* [Aim of the exercise]
Copy the lines of the items below word for word, beginning with the line that contains "Presence check — is any white" and continuing through the end of the items.

━━ Data excerpts ━━

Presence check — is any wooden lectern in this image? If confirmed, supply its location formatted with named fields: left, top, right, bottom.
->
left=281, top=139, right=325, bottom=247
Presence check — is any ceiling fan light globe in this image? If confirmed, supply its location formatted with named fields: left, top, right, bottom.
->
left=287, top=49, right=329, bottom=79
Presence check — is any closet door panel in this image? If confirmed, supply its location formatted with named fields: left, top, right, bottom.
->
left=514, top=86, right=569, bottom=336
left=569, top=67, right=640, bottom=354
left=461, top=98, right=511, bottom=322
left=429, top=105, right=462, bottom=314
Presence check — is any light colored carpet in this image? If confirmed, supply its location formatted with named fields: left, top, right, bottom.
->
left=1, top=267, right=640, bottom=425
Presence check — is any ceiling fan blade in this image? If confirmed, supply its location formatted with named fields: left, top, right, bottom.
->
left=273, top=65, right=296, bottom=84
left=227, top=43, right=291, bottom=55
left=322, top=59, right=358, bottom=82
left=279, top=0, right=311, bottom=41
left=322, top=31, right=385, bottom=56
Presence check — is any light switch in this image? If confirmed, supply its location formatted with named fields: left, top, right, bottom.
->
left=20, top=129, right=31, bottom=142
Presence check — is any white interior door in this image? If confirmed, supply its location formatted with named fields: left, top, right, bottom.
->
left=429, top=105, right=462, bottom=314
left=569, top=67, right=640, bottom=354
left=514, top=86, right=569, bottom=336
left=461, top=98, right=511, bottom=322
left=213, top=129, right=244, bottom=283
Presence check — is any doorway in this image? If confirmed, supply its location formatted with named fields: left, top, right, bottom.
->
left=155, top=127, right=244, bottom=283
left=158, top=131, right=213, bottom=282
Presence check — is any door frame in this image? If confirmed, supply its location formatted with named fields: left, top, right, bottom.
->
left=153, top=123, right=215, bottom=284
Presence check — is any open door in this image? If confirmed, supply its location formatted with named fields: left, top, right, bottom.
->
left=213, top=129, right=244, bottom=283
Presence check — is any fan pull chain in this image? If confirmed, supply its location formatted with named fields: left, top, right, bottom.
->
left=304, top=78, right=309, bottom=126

━━━

* [Exercise solution]
Presence check — is any white interior door in this image? If confirmed, supply its location formatted with named fields: left, top, right, bottom.
->
left=429, top=105, right=462, bottom=314
left=569, top=67, right=640, bottom=354
left=514, top=86, right=569, bottom=336
left=461, top=98, right=511, bottom=322
left=213, top=129, right=244, bottom=283
Presence check — is any doorway in this image? If confirmed, supply its location formatted with named fields: left, top, right, bottom.
->
left=155, top=127, right=244, bottom=283
left=158, top=131, right=213, bottom=282
Presence check — is any door frame in this image? If confirmed, supply its location formatted with named fields: left, top, right, bottom.
->
left=153, top=123, right=215, bottom=284
Presence check — is any open door in this image? If confirmed, supply its location formatted with named fields: left, top, right, bottom.
->
left=213, top=129, right=244, bottom=283
Presence check — is any fan pull chain in this image? If confirmed, supply its location formatted with named fields: left, top, right, bottom.
->
left=304, top=78, right=309, bottom=126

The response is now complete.